*** MATERIAL PROVIDED

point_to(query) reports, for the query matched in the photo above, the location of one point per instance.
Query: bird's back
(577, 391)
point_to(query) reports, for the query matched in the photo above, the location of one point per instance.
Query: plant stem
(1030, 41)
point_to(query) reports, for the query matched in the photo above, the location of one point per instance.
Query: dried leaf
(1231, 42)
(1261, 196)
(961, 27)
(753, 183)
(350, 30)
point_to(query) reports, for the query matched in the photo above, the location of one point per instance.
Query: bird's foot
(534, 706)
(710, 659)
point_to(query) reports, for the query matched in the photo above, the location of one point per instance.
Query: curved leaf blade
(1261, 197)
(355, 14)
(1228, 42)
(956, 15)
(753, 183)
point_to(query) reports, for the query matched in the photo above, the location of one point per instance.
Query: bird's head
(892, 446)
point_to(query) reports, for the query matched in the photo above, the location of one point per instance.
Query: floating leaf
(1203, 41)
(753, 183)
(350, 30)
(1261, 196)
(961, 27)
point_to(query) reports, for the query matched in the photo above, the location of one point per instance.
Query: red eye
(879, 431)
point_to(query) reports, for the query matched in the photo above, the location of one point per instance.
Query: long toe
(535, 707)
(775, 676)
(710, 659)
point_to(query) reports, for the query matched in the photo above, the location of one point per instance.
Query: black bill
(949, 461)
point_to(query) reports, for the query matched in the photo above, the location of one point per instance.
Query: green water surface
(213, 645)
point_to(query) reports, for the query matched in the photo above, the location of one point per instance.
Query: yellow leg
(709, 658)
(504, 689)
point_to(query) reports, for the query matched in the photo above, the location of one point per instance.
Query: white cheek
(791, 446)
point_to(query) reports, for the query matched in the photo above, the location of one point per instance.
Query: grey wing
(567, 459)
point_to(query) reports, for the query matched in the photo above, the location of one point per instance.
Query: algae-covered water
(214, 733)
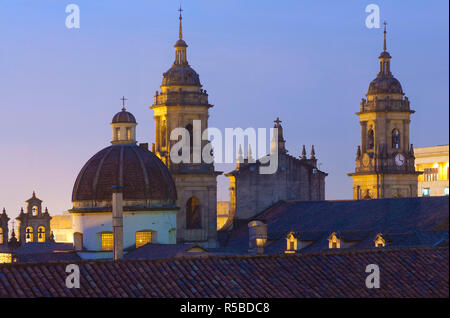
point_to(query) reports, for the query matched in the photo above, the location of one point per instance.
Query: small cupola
(123, 126)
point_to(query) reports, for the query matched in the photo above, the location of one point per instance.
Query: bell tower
(183, 103)
(385, 158)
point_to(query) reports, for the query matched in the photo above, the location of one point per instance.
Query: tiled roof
(155, 251)
(403, 273)
(355, 220)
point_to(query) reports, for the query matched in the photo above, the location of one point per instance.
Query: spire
(303, 156)
(240, 157)
(123, 99)
(250, 155)
(181, 24)
(313, 153)
(180, 46)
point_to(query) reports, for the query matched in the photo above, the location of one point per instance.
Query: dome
(124, 117)
(181, 75)
(180, 43)
(385, 85)
(142, 174)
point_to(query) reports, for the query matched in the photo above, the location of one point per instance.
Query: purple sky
(308, 62)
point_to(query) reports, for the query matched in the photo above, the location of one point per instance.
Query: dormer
(334, 241)
(379, 240)
(291, 243)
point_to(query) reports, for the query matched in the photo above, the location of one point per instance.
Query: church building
(294, 179)
(385, 159)
(149, 195)
(181, 101)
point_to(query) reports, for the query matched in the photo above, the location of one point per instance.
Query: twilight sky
(308, 62)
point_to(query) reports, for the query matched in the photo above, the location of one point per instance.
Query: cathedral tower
(181, 101)
(385, 159)
(34, 224)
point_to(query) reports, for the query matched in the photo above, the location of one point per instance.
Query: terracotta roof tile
(416, 272)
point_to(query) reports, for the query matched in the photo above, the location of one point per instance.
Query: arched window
(172, 236)
(117, 133)
(29, 234)
(41, 234)
(370, 139)
(395, 139)
(144, 237)
(193, 214)
(334, 241)
(106, 241)
(163, 134)
(191, 137)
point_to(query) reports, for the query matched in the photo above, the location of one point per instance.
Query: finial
(313, 153)
(181, 26)
(240, 158)
(123, 99)
(303, 156)
(277, 122)
(249, 154)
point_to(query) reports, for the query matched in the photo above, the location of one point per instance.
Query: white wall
(90, 224)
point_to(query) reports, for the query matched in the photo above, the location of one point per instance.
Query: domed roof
(142, 175)
(124, 117)
(181, 75)
(385, 85)
(180, 43)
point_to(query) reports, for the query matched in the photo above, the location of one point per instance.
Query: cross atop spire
(123, 99)
(181, 25)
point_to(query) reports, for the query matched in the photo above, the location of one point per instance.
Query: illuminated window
(143, 237)
(370, 139)
(334, 241)
(29, 234)
(396, 139)
(193, 214)
(5, 258)
(431, 174)
(41, 234)
(291, 243)
(379, 241)
(426, 192)
(107, 241)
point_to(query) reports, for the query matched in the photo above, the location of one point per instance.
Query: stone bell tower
(385, 159)
(183, 103)
(34, 225)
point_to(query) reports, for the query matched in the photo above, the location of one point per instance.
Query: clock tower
(385, 159)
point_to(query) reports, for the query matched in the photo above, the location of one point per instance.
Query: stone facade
(385, 159)
(34, 224)
(433, 162)
(180, 102)
(295, 179)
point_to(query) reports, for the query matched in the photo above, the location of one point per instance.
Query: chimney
(117, 214)
(257, 234)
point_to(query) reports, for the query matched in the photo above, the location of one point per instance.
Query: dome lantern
(123, 126)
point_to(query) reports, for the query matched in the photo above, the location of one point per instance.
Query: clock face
(366, 160)
(399, 160)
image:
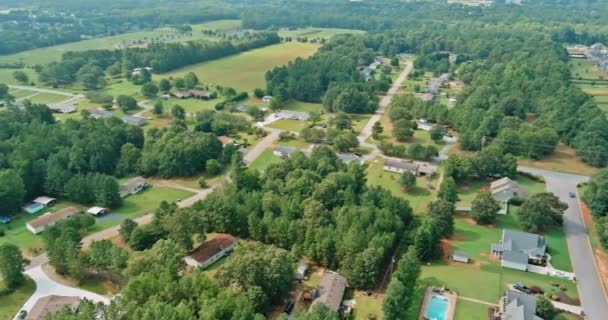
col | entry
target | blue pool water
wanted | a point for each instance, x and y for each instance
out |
(438, 308)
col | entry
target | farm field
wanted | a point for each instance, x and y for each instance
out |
(245, 71)
(49, 54)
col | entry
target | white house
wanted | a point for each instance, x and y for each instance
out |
(46, 220)
(210, 251)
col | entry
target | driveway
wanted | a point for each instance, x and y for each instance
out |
(591, 291)
(45, 287)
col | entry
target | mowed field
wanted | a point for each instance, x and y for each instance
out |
(49, 54)
(245, 71)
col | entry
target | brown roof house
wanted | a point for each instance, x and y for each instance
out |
(211, 250)
(51, 304)
(46, 220)
(330, 291)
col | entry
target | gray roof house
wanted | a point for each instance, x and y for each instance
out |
(99, 114)
(330, 291)
(133, 120)
(516, 249)
(401, 166)
(284, 152)
(506, 189)
(516, 305)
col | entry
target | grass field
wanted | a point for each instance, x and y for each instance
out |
(246, 71)
(11, 303)
(313, 33)
(419, 198)
(49, 54)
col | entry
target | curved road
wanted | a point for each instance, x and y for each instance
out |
(593, 297)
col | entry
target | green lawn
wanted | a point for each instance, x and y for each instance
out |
(11, 303)
(419, 198)
(246, 71)
(264, 160)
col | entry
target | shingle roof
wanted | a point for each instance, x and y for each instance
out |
(48, 218)
(212, 247)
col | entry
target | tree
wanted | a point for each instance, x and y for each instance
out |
(407, 180)
(12, 265)
(541, 212)
(126, 103)
(126, 229)
(545, 309)
(190, 80)
(21, 76)
(149, 90)
(395, 62)
(485, 208)
(164, 85)
(377, 130)
(437, 133)
(178, 112)
(158, 109)
(403, 129)
(441, 213)
(447, 190)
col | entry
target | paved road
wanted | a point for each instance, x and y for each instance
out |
(45, 287)
(591, 291)
(264, 144)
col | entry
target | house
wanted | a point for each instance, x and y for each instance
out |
(134, 120)
(516, 305)
(182, 94)
(211, 250)
(400, 166)
(51, 304)
(64, 108)
(506, 189)
(99, 114)
(200, 94)
(132, 186)
(330, 291)
(284, 152)
(460, 256)
(225, 140)
(45, 201)
(301, 270)
(348, 158)
(517, 249)
(293, 115)
(97, 211)
(46, 220)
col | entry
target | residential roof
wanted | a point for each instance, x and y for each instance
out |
(212, 247)
(44, 200)
(518, 241)
(51, 304)
(132, 185)
(520, 306)
(49, 218)
(331, 291)
(406, 165)
(99, 114)
(134, 120)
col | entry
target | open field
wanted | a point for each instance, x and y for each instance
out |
(11, 303)
(49, 54)
(245, 71)
(564, 159)
(419, 198)
(312, 33)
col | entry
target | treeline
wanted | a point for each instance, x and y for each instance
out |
(332, 76)
(314, 206)
(160, 57)
(49, 25)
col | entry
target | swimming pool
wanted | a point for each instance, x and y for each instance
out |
(437, 308)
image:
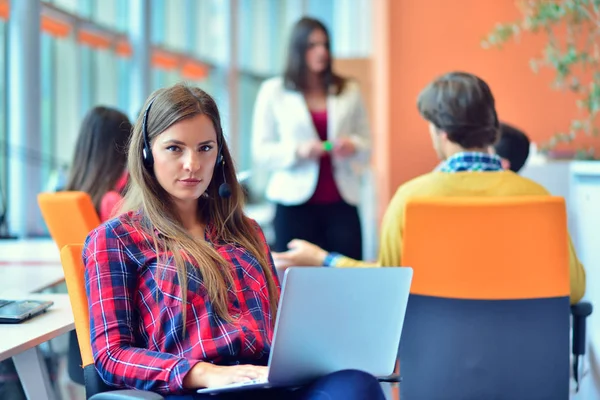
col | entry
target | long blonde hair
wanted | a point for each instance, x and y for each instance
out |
(170, 106)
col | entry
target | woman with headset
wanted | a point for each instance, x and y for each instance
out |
(181, 287)
(310, 130)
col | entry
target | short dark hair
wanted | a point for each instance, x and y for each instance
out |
(462, 105)
(513, 146)
(294, 76)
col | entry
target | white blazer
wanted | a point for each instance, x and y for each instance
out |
(282, 121)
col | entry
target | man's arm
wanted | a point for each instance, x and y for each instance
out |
(390, 251)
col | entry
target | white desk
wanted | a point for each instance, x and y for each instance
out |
(21, 341)
(29, 250)
(21, 279)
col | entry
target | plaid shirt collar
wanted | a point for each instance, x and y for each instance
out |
(471, 161)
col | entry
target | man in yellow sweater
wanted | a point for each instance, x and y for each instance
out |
(460, 111)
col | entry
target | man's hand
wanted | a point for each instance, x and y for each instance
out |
(209, 375)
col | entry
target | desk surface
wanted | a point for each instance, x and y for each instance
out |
(29, 251)
(57, 321)
(20, 279)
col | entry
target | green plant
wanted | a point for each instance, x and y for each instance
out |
(572, 50)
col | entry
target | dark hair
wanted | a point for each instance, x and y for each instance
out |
(296, 70)
(462, 105)
(513, 146)
(100, 153)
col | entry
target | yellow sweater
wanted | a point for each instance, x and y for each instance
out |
(439, 184)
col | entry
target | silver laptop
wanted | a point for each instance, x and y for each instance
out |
(331, 319)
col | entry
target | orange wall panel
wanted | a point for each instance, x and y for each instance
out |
(419, 40)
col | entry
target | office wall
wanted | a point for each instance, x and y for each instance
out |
(415, 41)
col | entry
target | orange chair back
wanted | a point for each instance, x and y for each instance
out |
(73, 267)
(488, 314)
(487, 248)
(69, 216)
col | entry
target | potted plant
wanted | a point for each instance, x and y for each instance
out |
(572, 51)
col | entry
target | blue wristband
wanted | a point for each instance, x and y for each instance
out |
(331, 259)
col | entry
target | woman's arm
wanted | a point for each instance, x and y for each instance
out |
(111, 281)
(267, 147)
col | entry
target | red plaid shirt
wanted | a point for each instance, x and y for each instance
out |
(136, 310)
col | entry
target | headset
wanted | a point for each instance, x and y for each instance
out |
(148, 158)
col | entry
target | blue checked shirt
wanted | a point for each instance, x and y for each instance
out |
(471, 161)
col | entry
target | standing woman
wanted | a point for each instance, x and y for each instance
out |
(311, 131)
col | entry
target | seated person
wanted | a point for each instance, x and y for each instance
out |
(460, 112)
(101, 158)
(512, 147)
(181, 287)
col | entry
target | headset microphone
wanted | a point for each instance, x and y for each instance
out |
(224, 188)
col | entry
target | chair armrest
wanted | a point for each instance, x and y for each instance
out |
(393, 378)
(127, 395)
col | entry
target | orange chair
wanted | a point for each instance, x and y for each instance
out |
(95, 388)
(69, 216)
(488, 315)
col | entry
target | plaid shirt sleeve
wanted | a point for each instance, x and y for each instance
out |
(111, 281)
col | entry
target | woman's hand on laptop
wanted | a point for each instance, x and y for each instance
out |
(209, 375)
(300, 254)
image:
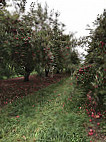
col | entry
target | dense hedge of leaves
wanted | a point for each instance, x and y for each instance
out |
(34, 41)
(92, 75)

******

• **THE PROBLEM**: Copy exactly the lines of the entries above from the one containing "target | swimming pool" through the one containing "target | white desk". Both end lines count; pictures do not.

• **RESPONSE TO THIS EXERCISE**:
target | swimming pool
wanted | a point for each instance, x and y for each instance
out |
(437, 308)
image:
col | entry
target | long blonde hair
wanted | a point for each instance, x and y for each instance
out |
(170, 106)
col | entry
target | woman with headset
wanted | a point for each instance, x and y for each instance
out |
(181, 287)
(310, 130)
col | entry
target | short dark hair
wanted | a point for each instance, x and y for each instance
out |
(462, 105)
(513, 146)
(294, 76)
col | entry
target | white blazer
wanted | a point for each instance, x and y for each instance
out |
(282, 121)
col | entry
target | man's arm
wanted | a point for each instance, x and y for each instance
out |
(390, 251)
col | entry
target | white desk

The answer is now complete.